ABOUT THIS TASK: Your answer must be the full listing, reproduced exactly.
- Opening Delimiter -
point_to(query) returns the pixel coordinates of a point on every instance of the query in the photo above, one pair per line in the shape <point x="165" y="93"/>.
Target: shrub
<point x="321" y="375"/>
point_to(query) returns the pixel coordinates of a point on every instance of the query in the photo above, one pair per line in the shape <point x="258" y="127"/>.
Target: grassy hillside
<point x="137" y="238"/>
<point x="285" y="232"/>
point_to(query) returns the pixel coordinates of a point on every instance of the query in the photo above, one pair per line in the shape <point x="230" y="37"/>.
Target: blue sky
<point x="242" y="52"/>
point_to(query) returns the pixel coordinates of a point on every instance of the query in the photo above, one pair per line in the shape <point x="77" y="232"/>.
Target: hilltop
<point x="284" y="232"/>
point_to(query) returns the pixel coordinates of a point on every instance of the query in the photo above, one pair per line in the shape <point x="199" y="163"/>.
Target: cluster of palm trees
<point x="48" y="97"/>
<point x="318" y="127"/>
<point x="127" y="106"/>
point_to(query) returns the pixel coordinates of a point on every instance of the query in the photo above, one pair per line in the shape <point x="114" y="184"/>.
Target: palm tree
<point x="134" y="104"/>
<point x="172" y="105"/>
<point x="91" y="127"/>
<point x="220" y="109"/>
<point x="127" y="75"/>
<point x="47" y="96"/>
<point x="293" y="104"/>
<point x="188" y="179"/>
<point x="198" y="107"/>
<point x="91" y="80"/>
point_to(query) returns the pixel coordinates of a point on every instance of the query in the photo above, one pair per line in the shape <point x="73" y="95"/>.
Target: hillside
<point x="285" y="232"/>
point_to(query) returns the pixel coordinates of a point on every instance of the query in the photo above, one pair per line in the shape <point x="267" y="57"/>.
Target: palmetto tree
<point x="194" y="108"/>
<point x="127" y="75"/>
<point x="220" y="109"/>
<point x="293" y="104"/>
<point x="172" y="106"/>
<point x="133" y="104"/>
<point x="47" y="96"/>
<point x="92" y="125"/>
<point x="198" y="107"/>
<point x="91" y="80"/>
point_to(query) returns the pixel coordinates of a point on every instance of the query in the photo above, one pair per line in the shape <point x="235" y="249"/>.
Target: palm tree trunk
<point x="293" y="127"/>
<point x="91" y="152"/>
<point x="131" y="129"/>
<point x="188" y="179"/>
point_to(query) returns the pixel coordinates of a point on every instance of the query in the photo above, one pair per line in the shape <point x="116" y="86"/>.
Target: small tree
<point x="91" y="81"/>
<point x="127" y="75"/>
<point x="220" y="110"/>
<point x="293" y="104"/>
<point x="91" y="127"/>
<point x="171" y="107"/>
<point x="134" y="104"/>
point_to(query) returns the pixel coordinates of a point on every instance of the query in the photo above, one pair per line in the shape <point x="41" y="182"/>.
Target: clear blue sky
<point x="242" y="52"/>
- Closing Delimiter -
RESPONSE TO THE EXERCISE:
point_to(query) returns the pixel coordinates of a point on every instance of the query in the photo above, one pair per line in the shape <point x="165" y="93"/>.
Target: shrub
<point x="321" y="375"/>
point_to(query) returns the pixel coordinates of a point on every instance of the query in the photo above, one pair per line in the shape <point x="258" y="127"/>.
Target: grassy hillside
<point x="137" y="238"/>
<point x="285" y="232"/>
point_to(query) returns the pixel coordinates of a point on every instance of the query in the photo above, one pair per line in the shape <point x="230" y="37"/>.
Target: blue sky
<point x="242" y="52"/>
point_to(query) returns the pixel coordinates of a point on every instance of the query in the photo above, one pair per line in the shape <point x="77" y="232"/>.
Target: hilltop
<point x="284" y="232"/>
point_to(query) returns the pixel coordinates of a point on every instance of the query in the photo above, one pair per line in the shape <point x="199" y="163"/>.
Target: cluster of palm trees
<point x="48" y="97"/>
<point x="318" y="127"/>
<point x="127" y="106"/>
point_to(query) returns the pixel coordinates of a point on every instance of the query in the photo above, one pair per line in the shape <point x="114" y="184"/>.
Target: palm tree
<point x="134" y="104"/>
<point x="172" y="105"/>
<point x="91" y="127"/>
<point x="220" y="109"/>
<point x="127" y="75"/>
<point x="47" y="96"/>
<point x="293" y="104"/>
<point x="188" y="179"/>
<point x="198" y="107"/>
<point x="91" y="80"/>
point_to(query) returns the pixel coordinates of a point on every instance of the query in the photo above, one pair per line in the shape <point x="73" y="95"/>.
Target: hillside
<point x="285" y="232"/>
point_to(query) returns the pixel coordinates of a point on every instance of the query in the photo above, one pair per line in the shape <point x="267" y="57"/>.
Target: palmetto tree
<point x="194" y="108"/>
<point x="127" y="75"/>
<point x="220" y="109"/>
<point x="293" y="104"/>
<point x="172" y="106"/>
<point x="133" y="104"/>
<point x="47" y="96"/>
<point x="92" y="125"/>
<point x="198" y="107"/>
<point x="91" y="80"/>
point_to(query) returns the pixel coordinates of a point on every instance of the query in the photo above, one pair per line in the shape <point x="235" y="249"/>.
Target: palm tree trunk
<point x="293" y="127"/>
<point x="91" y="152"/>
<point x="131" y="129"/>
<point x="188" y="179"/>
point_to(query) returns the pixel coordinates of a point on every instance of the query in the photo above, one pair per line in the shape <point x="116" y="86"/>.
Target: small tree
<point x="91" y="81"/>
<point x="127" y="75"/>
<point x="220" y="110"/>
<point x="293" y="104"/>
<point x="91" y="127"/>
<point x="171" y="107"/>
<point x="134" y="104"/>
point_to(query) returns the pixel coordinates of a point on every instance of the query in the photo above, one pair per line in the shape <point x="41" y="182"/>.
Target: clear blue sky
<point x="242" y="52"/>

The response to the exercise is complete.